Requirement: Would you output the whole listing below, exactly as it reads?

>>>

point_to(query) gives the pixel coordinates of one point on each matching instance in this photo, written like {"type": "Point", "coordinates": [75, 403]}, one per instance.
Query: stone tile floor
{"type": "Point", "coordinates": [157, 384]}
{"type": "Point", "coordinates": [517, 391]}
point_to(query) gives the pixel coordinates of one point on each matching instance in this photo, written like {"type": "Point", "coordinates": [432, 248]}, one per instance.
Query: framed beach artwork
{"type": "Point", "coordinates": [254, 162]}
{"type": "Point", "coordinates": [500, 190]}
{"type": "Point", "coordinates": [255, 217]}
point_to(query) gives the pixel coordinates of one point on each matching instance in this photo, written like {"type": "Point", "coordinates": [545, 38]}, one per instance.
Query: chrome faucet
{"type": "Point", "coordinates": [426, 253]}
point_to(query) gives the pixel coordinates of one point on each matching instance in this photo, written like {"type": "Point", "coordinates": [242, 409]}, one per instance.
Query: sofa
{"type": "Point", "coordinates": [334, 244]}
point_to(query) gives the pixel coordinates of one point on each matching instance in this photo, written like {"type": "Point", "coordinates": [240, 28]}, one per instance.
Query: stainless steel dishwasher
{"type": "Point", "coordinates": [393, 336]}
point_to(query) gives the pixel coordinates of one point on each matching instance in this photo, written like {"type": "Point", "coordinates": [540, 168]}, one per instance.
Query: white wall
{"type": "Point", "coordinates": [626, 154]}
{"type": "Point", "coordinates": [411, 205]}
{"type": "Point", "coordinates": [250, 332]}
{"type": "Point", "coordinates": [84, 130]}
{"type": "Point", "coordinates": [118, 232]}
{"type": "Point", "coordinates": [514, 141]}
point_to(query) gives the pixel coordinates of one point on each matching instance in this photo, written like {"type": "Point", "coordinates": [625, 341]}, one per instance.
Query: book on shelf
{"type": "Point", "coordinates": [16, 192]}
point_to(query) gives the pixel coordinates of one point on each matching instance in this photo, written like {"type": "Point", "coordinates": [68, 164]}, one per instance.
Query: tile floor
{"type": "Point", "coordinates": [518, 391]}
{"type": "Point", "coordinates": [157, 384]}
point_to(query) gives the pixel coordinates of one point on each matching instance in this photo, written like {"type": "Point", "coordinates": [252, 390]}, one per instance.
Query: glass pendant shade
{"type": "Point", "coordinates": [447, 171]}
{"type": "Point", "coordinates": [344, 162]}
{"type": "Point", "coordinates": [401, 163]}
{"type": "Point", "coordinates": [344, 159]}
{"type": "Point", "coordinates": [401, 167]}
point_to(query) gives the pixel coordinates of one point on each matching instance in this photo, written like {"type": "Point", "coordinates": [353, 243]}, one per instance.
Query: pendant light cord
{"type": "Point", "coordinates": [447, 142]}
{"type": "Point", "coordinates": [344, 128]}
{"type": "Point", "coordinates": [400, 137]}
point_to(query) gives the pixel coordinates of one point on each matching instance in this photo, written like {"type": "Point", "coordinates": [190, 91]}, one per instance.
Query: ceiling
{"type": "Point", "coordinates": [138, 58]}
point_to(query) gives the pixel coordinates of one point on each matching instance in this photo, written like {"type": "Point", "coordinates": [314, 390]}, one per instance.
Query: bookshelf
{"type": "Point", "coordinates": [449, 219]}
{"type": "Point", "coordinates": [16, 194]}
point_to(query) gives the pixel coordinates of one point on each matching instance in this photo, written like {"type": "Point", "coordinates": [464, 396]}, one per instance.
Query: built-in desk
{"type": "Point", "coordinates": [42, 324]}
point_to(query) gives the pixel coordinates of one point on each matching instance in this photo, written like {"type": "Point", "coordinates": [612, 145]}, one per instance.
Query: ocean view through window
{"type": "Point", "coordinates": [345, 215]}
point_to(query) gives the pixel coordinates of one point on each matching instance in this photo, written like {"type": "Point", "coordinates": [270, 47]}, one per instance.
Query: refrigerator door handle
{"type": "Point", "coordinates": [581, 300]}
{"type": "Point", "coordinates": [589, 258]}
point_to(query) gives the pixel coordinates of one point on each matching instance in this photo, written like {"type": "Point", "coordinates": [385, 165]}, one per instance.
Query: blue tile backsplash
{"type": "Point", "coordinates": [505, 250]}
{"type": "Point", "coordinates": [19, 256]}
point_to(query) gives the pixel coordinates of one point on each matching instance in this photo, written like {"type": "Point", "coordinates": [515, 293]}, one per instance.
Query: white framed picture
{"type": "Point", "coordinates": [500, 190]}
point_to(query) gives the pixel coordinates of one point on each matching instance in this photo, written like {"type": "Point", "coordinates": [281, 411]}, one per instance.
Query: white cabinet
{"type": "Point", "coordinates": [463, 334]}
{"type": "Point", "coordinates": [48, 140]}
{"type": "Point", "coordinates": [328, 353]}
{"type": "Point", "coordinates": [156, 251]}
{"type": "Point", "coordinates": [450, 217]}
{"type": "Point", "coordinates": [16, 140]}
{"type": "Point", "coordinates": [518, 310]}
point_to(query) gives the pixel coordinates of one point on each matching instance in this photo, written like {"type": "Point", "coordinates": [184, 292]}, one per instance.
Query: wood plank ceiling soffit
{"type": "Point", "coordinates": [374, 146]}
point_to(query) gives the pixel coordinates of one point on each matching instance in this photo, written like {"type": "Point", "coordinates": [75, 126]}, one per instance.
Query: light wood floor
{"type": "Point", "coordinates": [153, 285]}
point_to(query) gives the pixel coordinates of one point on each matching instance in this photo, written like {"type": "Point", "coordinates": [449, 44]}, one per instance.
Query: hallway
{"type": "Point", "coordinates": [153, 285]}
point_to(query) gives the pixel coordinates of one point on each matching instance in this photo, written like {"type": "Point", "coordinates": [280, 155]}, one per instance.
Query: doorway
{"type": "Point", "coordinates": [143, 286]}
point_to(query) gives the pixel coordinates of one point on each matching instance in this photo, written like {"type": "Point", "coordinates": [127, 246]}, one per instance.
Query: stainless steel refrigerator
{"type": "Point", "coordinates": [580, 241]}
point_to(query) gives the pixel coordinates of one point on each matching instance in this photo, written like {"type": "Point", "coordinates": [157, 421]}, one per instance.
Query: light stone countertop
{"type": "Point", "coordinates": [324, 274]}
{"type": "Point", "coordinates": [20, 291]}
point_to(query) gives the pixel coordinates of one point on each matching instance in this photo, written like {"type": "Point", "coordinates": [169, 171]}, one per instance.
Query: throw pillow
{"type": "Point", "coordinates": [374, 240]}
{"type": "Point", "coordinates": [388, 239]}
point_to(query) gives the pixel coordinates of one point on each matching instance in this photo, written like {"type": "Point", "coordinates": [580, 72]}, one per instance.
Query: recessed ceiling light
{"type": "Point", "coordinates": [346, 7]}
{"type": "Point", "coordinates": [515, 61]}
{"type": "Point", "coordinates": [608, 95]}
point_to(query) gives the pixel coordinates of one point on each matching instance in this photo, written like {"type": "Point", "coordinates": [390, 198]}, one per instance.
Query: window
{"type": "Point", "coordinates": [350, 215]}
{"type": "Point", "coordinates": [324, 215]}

<<<

Completed task:
point_to(query) gives the pixel coordinates of one point on each matching instance in this photo, written like {"type": "Point", "coordinates": [75, 403]}, one per instance.
Query: stone tile floor
{"type": "Point", "coordinates": [157, 384]}
{"type": "Point", "coordinates": [517, 391]}
point_to(query) gives the pixel coordinates of one point on each matching instance in this photo, written like {"type": "Point", "coordinates": [432, 248]}, one per instance.
Query: framed beach artwork
{"type": "Point", "coordinates": [254, 162]}
{"type": "Point", "coordinates": [500, 190]}
{"type": "Point", "coordinates": [255, 217]}
point_to(query) gives the pixel coordinates of one point on each matching instance in this photo, written like {"type": "Point", "coordinates": [545, 38]}, one per instance.
Query: chrome faucet
{"type": "Point", "coordinates": [426, 253]}
point_to(query) gives the pixel coordinates of one point on each matching instance in this photo, written like {"type": "Point", "coordinates": [242, 409]}, one per instance.
Query: sofa
{"type": "Point", "coordinates": [334, 244]}
point_to(query) gives the pixel coordinates of one point on each matching instance in this photo, written like {"type": "Point", "coordinates": [240, 28]}, one per instance.
Query: stainless steel dishwasher
{"type": "Point", "coordinates": [393, 336]}
point_to(query) gives the pixel coordinates of one point on each matching instance in this photo, written like {"type": "Point", "coordinates": [540, 168]}, one per instance.
Query: white wall
{"type": "Point", "coordinates": [626, 154]}
{"type": "Point", "coordinates": [411, 205]}
{"type": "Point", "coordinates": [250, 332]}
{"type": "Point", "coordinates": [84, 130]}
{"type": "Point", "coordinates": [118, 232]}
{"type": "Point", "coordinates": [514, 141]}
point_to(query) gives the pixel coordinates of one point on each matching instance in this photo, written like {"type": "Point", "coordinates": [625, 341]}, one per instance.
Query: book on shelf
{"type": "Point", "coordinates": [16, 192]}
point_to(query) gives the pixel coordinates of one point on each matching instance in this photo, written like {"type": "Point", "coordinates": [68, 164]}, one per instance.
Query: tile floor
{"type": "Point", "coordinates": [518, 391]}
{"type": "Point", "coordinates": [157, 384]}
point_to(query) gives the pixel coordinates of one point on each matching instance in this photo, written like {"type": "Point", "coordinates": [252, 390]}, one per instance.
Query: glass pendant shade
{"type": "Point", "coordinates": [447, 171]}
{"type": "Point", "coordinates": [344, 162]}
{"type": "Point", "coordinates": [401, 163]}
{"type": "Point", "coordinates": [344, 159]}
{"type": "Point", "coordinates": [401, 167]}
point_to(query) gives the pixel coordinates of one point on each matching instance in this photo, written like {"type": "Point", "coordinates": [353, 243]}, one per instance.
Query: pendant light cord
{"type": "Point", "coordinates": [447, 142]}
{"type": "Point", "coordinates": [344, 128]}
{"type": "Point", "coordinates": [400, 137]}
point_to(query) gives the pixel coordinates of one point on each matching instance in this photo, written like {"type": "Point", "coordinates": [190, 91]}, one per instance.
Query: ceiling
{"type": "Point", "coordinates": [138, 58]}
point_to(query) gives the pixel coordinates of one point on each matching instance in this photo, written like {"type": "Point", "coordinates": [314, 390]}, one per instance.
Query: bookshelf
{"type": "Point", "coordinates": [449, 219]}
{"type": "Point", "coordinates": [16, 194]}
point_to(query) gives the pixel coordinates of one point on each matching instance in this photo, written like {"type": "Point", "coordinates": [464, 396]}, one per instance.
Query: built-in desk
{"type": "Point", "coordinates": [42, 324]}
point_to(query) gives the pixel coordinates of one point on each matching instance in this photo, written like {"type": "Point", "coordinates": [612, 145]}, one per instance.
Query: ocean view through window
{"type": "Point", "coordinates": [345, 215]}
point_to(query) gives the pixel coordinates of one point on each matching instance in this photo, written like {"type": "Point", "coordinates": [270, 47]}, one per instance.
Query: refrigerator door handle
{"type": "Point", "coordinates": [581, 300]}
{"type": "Point", "coordinates": [589, 258]}
point_to(query) gives the pixel coordinates of one point on each matching instance in this photo, written like {"type": "Point", "coordinates": [385, 165]}, one per instance.
Query: blue tile backsplash
{"type": "Point", "coordinates": [505, 250]}
{"type": "Point", "coordinates": [19, 256]}
point_to(query) gives the pixel coordinates of one point on each matching instance in this photo, written like {"type": "Point", "coordinates": [515, 293]}, one per instance.
Query: white framed picture
{"type": "Point", "coordinates": [500, 190]}
point_to(query) gives the pixel coordinates of one point on each matching instance in this photo, written like {"type": "Point", "coordinates": [281, 411]}, one per instance.
Query: white cabinet
{"type": "Point", "coordinates": [463, 334]}
{"type": "Point", "coordinates": [48, 140]}
{"type": "Point", "coordinates": [328, 353]}
{"type": "Point", "coordinates": [156, 251]}
{"type": "Point", "coordinates": [450, 217]}
{"type": "Point", "coordinates": [16, 140]}
{"type": "Point", "coordinates": [518, 310]}
point_to(query) gives the pixel coordinates of one point on each matching instance in this photo, written like {"type": "Point", "coordinates": [184, 292]}, one per instance.
Query: wood plank ceiling soffit
{"type": "Point", "coordinates": [374, 146]}
point_to(query) gives the pixel coordinates of one point on each matching instance in this photo, written like {"type": "Point", "coordinates": [75, 126]}, one per instance.
Query: light wood floor
{"type": "Point", "coordinates": [153, 285]}
point_to(query) gives the pixel coordinates of one point on each matching instance in this photo, written like {"type": "Point", "coordinates": [449, 44]}, one per instance.
Query: hallway
{"type": "Point", "coordinates": [153, 285]}
point_to(query) gives the pixel coordinates of one point on each matching instance in this photo, written like {"type": "Point", "coordinates": [280, 155]}, one per instance.
Query: doorway
{"type": "Point", "coordinates": [143, 286]}
point_to(query) gives the pixel coordinates of one point on each matching instance in this photo, written like {"type": "Point", "coordinates": [127, 246]}, one per instance.
Query: stainless steel refrigerator
{"type": "Point", "coordinates": [580, 241]}
point_to(query) gives the pixel coordinates of one point on each matching instance in this photo, written like {"type": "Point", "coordinates": [157, 421]}, one per instance.
Query: light stone countertop
{"type": "Point", "coordinates": [324, 274]}
{"type": "Point", "coordinates": [20, 291]}
point_to(query) gives the pixel coordinates of one point on each matching instance in this photo, written like {"type": "Point", "coordinates": [169, 171]}, one per instance.
Query: throw pillow
{"type": "Point", "coordinates": [374, 240]}
{"type": "Point", "coordinates": [388, 239]}
point_to(query) gives the pixel coordinates of one point on each matching instance in this photo, written like {"type": "Point", "coordinates": [580, 72]}, one per instance.
Query: recessed ceiling light
{"type": "Point", "coordinates": [346, 7]}
{"type": "Point", "coordinates": [515, 61]}
{"type": "Point", "coordinates": [608, 95]}
point_to(query) gives the pixel coordinates of one point on each matching instance in this photo, written like {"type": "Point", "coordinates": [390, 198]}, one per instance.
Query: window
{"type": "Point", "coordinates": [350, 215]}
{"type": "Point", "coordinates": [324, 215]}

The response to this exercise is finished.